» Extract provided
** Start **
[EM] XA (Andy Jennings)

Toby Pereira tdp201b at yahoo.co.uk
Wed Nov 2 09:15:04 PDT 2016


Of course, one could go in the opposite direction, and make XA more mean-like than median-like. 
The overall societal rating for a candidate under XA (with scores out of 100) is the score that is the same as 100 minus its percentile. So if the 60th percentile score for a candidate is 40, then 40 becomes its overall societal rating.
But where the median is the 50th percentile, we could generalise the mean and say that the mean in the 50th "permeantile". So under this new system, the overall societal rating for a candidate (with scores out of 100) is the score that is the same as 100 minus its "permeantile". So if the 60th permeantile score for a candidate is 40, then 40 becomes its overall societal rating.
But how do you calculate a permeantile? Well, a formula that seems to work is that the pth permeantile is the point that becomes the mean if you multiply the weight of everything below it by a factor of (100-p)^2 and everything above it by p^2. So if you have a uniform data set from 0 to 1 and you want to find the 25th permeantile, you'd find that this formula made 0.25 the 25th permeantile. Which is what it should be. You'd think that this should be a standard statistical tool, but I've never found a mention of it - maybe partly because it's difficult to know what to search for.

 
      From: Jameson Quinn <jameson.quinn at gmail.com>
 To: Forest Simmons <fsimmons at pcc.edu> 
Cc: EM <election-methods at lists.electorama.com>
 Sent: Tuesday, 1 November 2016, 21:28
 Subject: Re: [EM] XA (Andy Jennings)
   
One issue I have with XA is that it makes numerical votes inherently meaningful; it is entirely possible to change the election outcome by adding or subtracting a constant from all ballots. I'm wondering if this is fixable.
** End **
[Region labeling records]
** Start **
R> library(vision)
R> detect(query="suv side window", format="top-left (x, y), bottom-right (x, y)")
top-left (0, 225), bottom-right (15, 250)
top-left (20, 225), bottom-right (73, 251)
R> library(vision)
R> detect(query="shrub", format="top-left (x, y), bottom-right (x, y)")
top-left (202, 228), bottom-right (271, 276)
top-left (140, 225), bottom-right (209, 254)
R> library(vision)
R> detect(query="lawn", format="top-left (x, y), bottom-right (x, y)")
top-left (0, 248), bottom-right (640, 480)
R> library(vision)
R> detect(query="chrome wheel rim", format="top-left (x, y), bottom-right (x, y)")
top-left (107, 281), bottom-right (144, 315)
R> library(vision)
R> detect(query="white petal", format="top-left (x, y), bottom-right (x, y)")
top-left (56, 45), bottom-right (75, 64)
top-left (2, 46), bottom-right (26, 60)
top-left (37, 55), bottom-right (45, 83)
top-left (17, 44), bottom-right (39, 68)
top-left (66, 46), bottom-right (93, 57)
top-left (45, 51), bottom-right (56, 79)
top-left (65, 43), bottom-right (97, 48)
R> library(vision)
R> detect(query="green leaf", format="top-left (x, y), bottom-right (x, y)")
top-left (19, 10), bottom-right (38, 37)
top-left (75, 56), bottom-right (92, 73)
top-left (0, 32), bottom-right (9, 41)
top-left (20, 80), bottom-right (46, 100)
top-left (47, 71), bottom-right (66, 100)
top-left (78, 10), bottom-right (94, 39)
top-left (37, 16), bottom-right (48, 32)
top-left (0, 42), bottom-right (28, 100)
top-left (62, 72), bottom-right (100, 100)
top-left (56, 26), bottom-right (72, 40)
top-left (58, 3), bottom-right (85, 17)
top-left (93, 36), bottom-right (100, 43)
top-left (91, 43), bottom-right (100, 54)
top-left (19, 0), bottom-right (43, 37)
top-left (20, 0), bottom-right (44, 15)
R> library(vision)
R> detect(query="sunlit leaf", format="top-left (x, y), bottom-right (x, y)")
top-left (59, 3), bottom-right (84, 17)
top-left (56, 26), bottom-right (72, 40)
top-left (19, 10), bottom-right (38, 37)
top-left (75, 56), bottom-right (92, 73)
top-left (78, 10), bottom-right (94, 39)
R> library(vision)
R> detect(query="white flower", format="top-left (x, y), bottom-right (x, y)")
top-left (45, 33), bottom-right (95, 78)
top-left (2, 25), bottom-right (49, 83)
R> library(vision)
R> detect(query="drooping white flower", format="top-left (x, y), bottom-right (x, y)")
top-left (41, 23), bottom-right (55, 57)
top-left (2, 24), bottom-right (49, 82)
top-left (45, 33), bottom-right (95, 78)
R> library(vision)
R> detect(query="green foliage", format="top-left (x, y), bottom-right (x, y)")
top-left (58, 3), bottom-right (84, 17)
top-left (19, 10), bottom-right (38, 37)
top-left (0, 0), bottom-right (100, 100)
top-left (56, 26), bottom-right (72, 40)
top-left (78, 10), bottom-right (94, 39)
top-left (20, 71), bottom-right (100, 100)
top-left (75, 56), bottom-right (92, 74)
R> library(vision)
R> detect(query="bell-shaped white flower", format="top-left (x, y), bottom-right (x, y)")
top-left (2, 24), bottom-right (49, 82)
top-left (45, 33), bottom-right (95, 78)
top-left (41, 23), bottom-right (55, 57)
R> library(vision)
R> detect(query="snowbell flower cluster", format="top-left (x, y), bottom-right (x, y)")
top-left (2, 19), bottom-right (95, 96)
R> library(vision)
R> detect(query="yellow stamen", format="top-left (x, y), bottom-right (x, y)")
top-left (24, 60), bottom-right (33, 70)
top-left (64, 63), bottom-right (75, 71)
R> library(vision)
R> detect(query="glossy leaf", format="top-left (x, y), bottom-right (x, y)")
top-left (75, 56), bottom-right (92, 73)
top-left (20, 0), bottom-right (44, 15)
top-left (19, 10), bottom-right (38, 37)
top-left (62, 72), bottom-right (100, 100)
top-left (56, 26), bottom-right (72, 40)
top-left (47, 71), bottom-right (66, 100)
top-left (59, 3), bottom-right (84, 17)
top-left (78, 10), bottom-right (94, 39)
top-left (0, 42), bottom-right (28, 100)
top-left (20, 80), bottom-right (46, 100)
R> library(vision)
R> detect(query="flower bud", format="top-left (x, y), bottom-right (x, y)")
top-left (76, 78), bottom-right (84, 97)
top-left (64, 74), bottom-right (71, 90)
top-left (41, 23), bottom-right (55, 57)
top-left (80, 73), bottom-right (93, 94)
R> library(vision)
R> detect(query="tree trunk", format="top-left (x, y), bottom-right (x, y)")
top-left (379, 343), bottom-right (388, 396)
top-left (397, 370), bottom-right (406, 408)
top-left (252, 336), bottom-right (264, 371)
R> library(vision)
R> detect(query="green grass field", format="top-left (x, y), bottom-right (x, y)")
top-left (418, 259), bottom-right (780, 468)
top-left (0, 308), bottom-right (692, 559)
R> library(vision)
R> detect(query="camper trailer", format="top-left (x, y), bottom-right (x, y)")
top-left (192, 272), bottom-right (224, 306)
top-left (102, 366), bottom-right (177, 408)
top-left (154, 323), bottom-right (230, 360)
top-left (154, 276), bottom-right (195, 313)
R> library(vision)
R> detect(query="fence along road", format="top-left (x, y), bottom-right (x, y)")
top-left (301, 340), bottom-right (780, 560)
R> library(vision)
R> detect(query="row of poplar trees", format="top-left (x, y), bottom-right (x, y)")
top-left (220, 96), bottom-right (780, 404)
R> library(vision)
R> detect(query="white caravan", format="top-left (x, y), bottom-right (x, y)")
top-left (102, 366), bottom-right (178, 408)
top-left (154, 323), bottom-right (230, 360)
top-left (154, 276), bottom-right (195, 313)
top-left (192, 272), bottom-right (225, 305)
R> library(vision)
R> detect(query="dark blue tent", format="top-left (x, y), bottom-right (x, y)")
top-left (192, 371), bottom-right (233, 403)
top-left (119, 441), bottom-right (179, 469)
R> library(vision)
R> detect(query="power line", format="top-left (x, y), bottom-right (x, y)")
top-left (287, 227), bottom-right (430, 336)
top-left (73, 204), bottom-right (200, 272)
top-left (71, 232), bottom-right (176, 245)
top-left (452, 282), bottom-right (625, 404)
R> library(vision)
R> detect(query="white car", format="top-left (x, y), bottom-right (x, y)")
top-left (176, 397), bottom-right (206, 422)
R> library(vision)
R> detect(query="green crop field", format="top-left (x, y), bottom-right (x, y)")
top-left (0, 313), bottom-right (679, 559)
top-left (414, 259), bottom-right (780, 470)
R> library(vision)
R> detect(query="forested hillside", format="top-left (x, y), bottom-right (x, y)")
** End **
» Required task
In the post about the XA method, set down everything from "But how do you" down to "Re: [EM] XA (Andy Jennings)".

» Expected answer
But how do you calculate a permeantile? Well, a formula that seems to work is that the pth permeantile is the point that becomes the mean if you multiply the weight of everything below it by a factor of (100-p)^2 and everything above it by p^2. So if you have a uniform data set from 0 to 1 and you want to find the 25th permeantile, you'd find that this formula made 0.25 the 25th permeantile. Which is what it should be. You'd think that this should be a standard statistical tool, but I've never found a mention of it - maybe partly because it's difficult to know what to search for.

 
      From: Jameson Quinn <jameson.quinn at gmail.com>
 To: Forest Simmons <fsimmons at pcc.edu> 
Cc: EM <election-methods at lists.electorama.com>
 Sent: Tuesday, 1 November 2016, 21:28
 Subject: Re: [EM] XA (Andy Jennings)